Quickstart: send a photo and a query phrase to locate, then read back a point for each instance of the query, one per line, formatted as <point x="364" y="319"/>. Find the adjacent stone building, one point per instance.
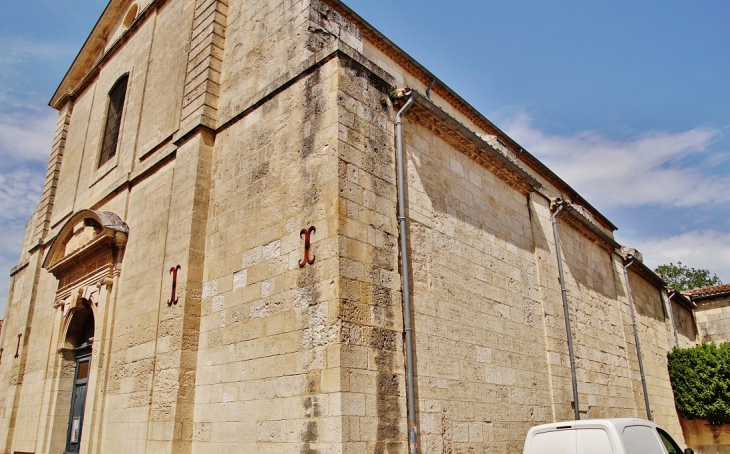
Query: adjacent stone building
<point x="713" y="312"/>
<point x="214" y="263"/>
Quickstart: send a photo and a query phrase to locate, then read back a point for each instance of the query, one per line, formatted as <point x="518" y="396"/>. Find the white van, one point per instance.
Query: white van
<point x="601" y="436"/>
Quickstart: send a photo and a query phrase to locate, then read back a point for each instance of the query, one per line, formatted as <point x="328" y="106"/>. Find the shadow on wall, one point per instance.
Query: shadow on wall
<point x="706" y="438"/>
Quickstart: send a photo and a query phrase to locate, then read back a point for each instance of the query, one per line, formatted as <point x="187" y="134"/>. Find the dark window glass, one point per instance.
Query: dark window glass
<point x="113" y="120"/>
<point x="83" y="370"/>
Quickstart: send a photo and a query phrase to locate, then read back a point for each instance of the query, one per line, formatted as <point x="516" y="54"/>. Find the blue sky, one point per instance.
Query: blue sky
<point x="627" y="101"/>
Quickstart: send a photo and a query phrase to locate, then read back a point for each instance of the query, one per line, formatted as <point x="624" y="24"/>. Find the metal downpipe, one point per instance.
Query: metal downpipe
<point x="564" y="293"/>
<point x="636" y="337"/>
<point x="671" y="314"/>
<point x="406" y="272"/>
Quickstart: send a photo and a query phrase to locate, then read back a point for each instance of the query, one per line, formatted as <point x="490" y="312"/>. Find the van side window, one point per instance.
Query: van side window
<point x="641" y="440"/>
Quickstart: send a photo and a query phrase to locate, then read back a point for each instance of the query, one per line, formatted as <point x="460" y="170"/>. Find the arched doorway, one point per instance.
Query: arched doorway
<point x="79" y="340"/>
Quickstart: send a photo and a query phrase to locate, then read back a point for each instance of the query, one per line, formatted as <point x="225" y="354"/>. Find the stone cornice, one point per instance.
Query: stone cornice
<point x="457" y="102"/>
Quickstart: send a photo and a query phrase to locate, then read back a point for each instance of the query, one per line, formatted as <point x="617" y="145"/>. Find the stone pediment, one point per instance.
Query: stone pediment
<point x="87" y="241"/>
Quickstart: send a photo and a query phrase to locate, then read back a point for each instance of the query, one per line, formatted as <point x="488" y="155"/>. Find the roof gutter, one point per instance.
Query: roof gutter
<point x="632" y="261"/>
<point x="561" y="204"/>
<point x="406" y="272"/>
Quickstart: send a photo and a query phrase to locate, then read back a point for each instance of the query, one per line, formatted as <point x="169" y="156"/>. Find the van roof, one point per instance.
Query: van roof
<point x="618" y="423"/>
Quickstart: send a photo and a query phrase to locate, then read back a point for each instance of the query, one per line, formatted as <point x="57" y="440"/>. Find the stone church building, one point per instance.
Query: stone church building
<point x="216" y="264"/>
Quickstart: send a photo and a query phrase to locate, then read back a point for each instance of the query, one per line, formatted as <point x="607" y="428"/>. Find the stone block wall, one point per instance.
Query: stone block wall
<point x="288" y="126"/>
<point x="713" y="319"/>
<point x="268" y="359"/>
<point x="656" y="340"/>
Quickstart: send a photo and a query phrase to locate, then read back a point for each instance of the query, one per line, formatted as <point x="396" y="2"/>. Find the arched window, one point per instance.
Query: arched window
<point x="113" y="119"/>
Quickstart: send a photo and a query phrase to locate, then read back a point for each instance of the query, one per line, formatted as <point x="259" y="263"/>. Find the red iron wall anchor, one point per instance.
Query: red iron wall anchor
<point x="307" y="236"/>
<point x="173" y="298"/>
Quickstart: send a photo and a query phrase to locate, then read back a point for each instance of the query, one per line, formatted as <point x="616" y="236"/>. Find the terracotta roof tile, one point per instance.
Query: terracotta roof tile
<point x="709" y="291"/>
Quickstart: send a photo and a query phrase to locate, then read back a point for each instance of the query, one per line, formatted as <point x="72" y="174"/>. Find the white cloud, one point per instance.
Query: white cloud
<point x="650" y="169"/>
<point x="26" y="136"/>
<point x="17" y="50"/>
<point x="25" y="146"/>
<point x="708" y="249"/>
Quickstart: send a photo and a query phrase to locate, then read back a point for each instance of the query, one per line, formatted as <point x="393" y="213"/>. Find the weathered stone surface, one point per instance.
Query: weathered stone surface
<point x="246" y="122"/>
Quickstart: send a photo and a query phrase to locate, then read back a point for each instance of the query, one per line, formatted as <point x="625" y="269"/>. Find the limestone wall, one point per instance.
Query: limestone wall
<point x="656" y="340"/>
<point x="713" y="319"/>
<point x="687" y="329"/>
<point x="286" y="126"/>
<point x="268" y="360"/>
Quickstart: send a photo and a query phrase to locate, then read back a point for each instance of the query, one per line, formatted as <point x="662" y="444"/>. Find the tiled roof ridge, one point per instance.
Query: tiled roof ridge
<point x="708" y="291"/>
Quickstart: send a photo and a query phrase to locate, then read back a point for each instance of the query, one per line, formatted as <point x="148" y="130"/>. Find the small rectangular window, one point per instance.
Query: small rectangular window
<point x="83" y="371"/>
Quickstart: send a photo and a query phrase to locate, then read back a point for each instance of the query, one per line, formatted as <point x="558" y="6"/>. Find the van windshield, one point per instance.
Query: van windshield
<point x="572" y="441"/>
<point x="641" y="440"/>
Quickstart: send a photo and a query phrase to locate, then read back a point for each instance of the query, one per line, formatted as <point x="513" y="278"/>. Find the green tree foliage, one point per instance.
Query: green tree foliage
<point x="683" y="278"/>
<point x="700" y="378"/>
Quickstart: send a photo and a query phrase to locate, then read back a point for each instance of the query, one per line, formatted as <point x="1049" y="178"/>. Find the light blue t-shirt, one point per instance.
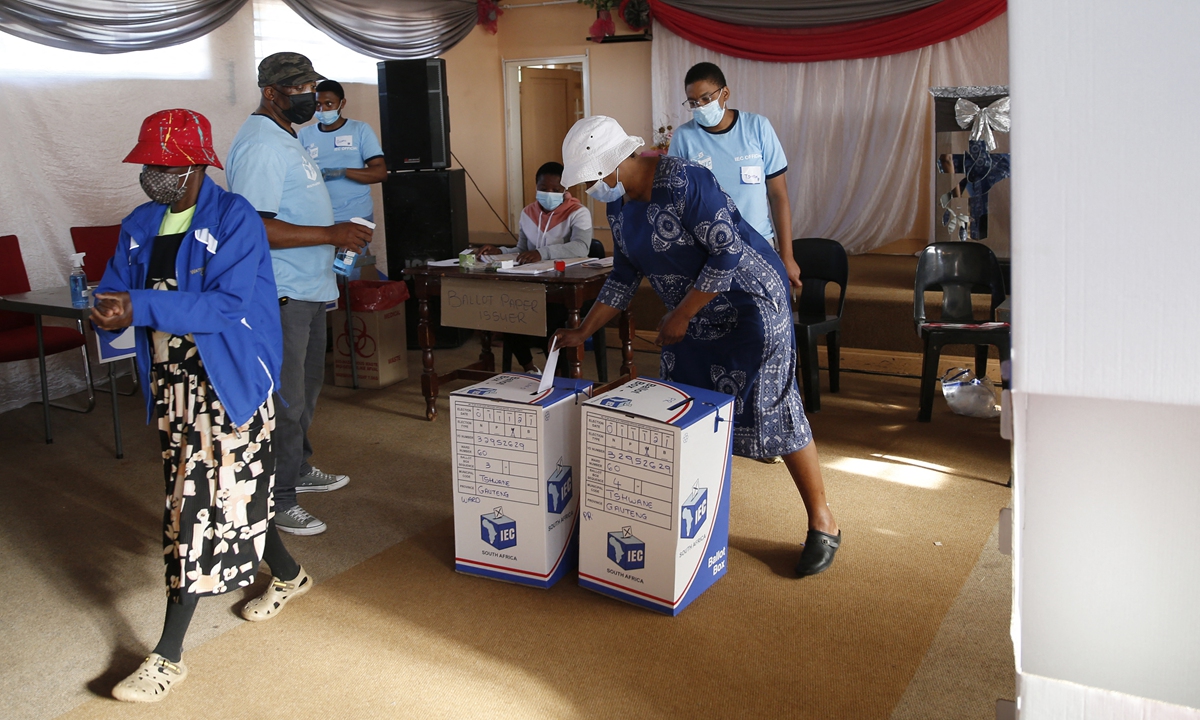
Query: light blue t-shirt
<point x="348" y="147"/>
<point x="743" y="157"/>
<point x="270" y="168"/>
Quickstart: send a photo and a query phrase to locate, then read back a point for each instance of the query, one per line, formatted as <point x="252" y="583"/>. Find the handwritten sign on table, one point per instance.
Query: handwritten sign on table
<point x="516" y="307"/>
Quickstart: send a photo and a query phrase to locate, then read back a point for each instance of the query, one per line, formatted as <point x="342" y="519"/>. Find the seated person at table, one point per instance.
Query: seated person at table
<point x="553" y="227"/>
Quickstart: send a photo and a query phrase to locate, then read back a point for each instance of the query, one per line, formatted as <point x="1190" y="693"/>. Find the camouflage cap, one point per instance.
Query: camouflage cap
<point x="287" y="69"/>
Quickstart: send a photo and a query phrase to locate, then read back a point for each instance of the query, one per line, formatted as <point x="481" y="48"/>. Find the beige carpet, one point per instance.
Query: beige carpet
<point x="391" y="631"/>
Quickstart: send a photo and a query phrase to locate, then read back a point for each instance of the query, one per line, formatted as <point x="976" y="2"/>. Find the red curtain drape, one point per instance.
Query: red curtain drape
<point x="869" y="39"/>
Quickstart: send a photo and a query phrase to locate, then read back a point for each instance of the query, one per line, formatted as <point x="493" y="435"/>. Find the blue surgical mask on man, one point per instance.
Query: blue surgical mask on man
<point x="550" y="199"/>
<point x="709" y="115"/>
<point x="603" y="192"/>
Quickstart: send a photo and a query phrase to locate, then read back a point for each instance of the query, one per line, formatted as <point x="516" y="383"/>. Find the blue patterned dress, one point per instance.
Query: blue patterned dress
<point x="742" y="342"/>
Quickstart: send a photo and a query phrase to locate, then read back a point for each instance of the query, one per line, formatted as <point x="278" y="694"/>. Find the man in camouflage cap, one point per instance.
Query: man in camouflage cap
<point x="270" y="168"/>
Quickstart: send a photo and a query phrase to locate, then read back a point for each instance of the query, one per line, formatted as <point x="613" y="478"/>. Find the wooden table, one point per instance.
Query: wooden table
<point x="573" y="287"/>
<point x="57" y="303"/>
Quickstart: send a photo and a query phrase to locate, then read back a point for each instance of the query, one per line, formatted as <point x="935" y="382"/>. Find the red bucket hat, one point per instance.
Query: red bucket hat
<point x="174" y="138"/>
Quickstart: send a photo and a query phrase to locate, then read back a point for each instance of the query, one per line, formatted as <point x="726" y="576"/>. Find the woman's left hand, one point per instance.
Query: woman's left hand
<point x="672" y="328"/>
<point x="113" y="312"/>
<point x="793" y="273"/>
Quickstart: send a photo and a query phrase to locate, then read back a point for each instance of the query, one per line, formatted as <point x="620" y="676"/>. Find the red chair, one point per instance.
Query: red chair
<point x="18" y="331"/>
<point x="100" y="244"/>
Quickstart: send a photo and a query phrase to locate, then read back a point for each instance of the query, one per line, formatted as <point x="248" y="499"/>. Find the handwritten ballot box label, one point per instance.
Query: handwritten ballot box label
<point x="655" y="497"/>
<point x="516" y="451"/>
<point x="492" y="305"/>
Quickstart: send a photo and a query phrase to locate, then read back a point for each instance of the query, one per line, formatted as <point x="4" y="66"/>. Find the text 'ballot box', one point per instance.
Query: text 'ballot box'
<point x="516" y="453"/>
<point x="655" y="492"/>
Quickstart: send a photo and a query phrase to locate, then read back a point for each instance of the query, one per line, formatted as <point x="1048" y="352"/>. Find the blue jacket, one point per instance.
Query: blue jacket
<point x="226" y="297"/>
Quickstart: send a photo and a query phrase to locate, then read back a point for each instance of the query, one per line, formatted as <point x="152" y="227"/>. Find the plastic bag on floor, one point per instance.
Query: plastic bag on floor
<point x="969" y="395"/>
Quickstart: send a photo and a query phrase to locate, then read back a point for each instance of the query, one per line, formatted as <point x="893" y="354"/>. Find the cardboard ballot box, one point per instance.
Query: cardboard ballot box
<point x="655" y="505"/>
<point x="516" y="455"/>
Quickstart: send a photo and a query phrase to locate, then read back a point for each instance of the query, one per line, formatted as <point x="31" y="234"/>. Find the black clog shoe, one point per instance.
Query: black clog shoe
<point x="819" y="551"/>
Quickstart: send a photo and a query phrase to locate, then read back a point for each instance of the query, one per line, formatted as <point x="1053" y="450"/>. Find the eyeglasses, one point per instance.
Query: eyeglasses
<point x="703" y="99"/>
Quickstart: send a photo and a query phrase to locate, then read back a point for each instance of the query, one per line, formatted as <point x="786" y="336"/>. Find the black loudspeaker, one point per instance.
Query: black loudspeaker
<point x="425" y="215"/>
<point x="426" y="220"/>
<point x="414" y="114"/>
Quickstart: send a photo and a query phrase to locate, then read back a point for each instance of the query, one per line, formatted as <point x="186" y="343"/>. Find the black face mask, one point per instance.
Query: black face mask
<point x="301" y="109"/>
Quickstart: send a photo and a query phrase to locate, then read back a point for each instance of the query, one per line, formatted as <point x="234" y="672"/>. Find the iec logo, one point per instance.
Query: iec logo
<point x="497" y="531"/>
<point x="625" y="550"/>
<point x="695" y="513"/>
<point x="616" y="402"/>
<point x="559" y="490"/>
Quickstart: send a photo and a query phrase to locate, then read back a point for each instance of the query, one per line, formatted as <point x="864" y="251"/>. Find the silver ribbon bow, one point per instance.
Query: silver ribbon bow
<point x="983" y="121"/>
<point x="957" y="223"/>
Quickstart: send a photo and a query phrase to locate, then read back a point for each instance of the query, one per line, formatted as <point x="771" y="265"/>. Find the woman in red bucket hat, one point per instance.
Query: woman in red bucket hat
<point x="192" y="277"/>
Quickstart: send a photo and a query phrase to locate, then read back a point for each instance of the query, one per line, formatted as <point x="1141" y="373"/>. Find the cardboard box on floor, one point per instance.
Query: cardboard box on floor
<point x="516" y="463"/>
<point x="654" y="523"/>
<point x="382" y="348"/>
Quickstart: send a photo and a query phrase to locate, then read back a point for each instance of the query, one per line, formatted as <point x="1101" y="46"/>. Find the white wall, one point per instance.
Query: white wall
<point x="1107" y="621"/>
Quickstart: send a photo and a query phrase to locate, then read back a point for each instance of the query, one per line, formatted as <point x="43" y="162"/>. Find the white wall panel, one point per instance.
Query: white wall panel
<point x="1105" y="237"/>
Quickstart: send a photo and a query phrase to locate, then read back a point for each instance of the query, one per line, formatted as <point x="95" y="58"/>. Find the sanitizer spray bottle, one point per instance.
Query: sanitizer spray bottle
<point x="78" y="281"/>
<point x="346" y="259"/>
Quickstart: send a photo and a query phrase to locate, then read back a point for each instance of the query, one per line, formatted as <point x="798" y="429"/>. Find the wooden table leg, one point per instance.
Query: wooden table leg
<point x="425" y="339"/>
<point x="575" y="355"/>
<point x="627" y="345"/>
<point x="485" y="354"/>
<point x="41" y="372"/>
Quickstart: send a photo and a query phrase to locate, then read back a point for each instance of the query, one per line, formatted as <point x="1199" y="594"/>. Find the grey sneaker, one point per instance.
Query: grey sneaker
<point x="321" y="481"/>
<point x="295" y="520"/>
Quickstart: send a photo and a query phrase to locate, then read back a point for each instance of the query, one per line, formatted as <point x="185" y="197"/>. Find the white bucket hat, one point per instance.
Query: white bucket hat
<point x="593" y="149"/>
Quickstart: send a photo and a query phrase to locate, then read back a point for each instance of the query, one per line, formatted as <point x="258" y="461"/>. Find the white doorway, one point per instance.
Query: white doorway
<point x="543" y="99"/>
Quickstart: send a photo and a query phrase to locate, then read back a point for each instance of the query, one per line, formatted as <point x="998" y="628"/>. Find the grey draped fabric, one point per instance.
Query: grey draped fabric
<point x="111" y="25"/>
<point x="797" y="13"/>
<point x="391" y="29"/>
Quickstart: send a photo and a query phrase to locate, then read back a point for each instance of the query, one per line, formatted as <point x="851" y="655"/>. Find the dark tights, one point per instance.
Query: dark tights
<point x="179" y="615"/>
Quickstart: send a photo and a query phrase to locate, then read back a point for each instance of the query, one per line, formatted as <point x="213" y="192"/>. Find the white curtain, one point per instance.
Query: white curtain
<point x="858" y="133"/>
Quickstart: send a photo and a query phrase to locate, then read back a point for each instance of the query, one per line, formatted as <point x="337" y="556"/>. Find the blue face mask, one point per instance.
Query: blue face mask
<point x="708" y="115"/>
<point x="327" y="117"/>
<point x="550" y="199"/>
<point x="603" y="192"/>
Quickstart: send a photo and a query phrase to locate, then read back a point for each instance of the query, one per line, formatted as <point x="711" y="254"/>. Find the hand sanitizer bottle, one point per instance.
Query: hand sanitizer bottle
<point x="78" y="281"/>
<point x="345" y="259"/>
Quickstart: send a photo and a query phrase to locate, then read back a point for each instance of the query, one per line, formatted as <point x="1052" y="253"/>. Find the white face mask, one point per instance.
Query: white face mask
<point x="709" y="115"/>
<point x="603" y="192"/>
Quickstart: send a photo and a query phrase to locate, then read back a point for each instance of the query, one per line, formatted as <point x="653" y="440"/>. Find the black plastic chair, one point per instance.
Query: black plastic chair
<point x="957" y="269"/>
<point x="599" y="343"/>
<point x="821" y="262"/>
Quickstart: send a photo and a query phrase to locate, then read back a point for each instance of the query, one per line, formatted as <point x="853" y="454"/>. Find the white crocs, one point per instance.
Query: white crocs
<point x="269" y="604"/>
<point x="153" y="681"/>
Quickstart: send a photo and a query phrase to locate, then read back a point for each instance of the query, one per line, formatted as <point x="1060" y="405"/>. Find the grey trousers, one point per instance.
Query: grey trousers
<point x="300" y="379"/>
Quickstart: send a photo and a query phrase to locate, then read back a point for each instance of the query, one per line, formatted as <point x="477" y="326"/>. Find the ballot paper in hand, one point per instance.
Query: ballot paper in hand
<point x="547" y="375"/>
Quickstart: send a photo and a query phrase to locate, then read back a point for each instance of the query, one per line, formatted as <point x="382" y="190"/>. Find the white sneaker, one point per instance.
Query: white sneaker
<point x="151" y="681"/>
<point x="295" y="520"/>
<point x="277" y="594"/>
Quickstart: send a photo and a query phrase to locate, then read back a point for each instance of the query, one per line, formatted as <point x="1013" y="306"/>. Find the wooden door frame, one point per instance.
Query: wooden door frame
<point x="513" y="124"/>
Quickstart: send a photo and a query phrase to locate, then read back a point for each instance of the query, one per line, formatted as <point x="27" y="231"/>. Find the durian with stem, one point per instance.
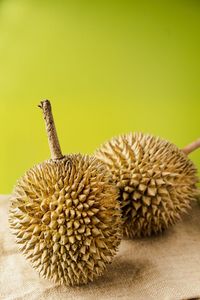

════════

Directions →
Look above for the line with "leg, one point per instance." and the line with "fabric, one point per instance.", and reproduce exactly those two lines plus every line between, nothing more.

Answer for the task →
Quickstart: send a photo and a query phrase to locate, then read back a point for each instance of the query, one per line, formatted as <point x="798" y="429"/>. Find the wooden table leg, one point per instance.
Query: wooden table leg
<point x="425" y="339"/>
<point x="575" y="355"/>
<point x="627" y="345"/>
<point x="485" y="354"/>
<point x="41" y="372"/>
Quickstart: send a photo and a query phrase to locate, then read back a point for each instance of the query, one per line, formatted as <point x="1199" y="594"/>. Find the grey sneaker, one point per instance.
Query: grey sneaker
<point x="321" y="481"/>
<point x="295" y="520"/>
Quickstart: send a photo and a query phrase to locate, then read back a point for each instance of the query, one per line, formatted as <point x="185" y="197"/>. Find the white bucket hat, one point per instance.
Query: white bucket hat
<point x="593" y="149"/>
Quickstart: send a photo and a query phrase to locate, then read back a point for each instance of the query, one per line, formatted as <point x="258" y="461"/>. Find the white doorway, one point per instance.
Query: white doorway
<point x="543" y="99"/>
Quickstart: send a photo and a query phrase to locate, then read back a point for each instance of the query, one per line, formatted as <point x="998" y="628"/>. Find the grey draped fabric, one point per instance.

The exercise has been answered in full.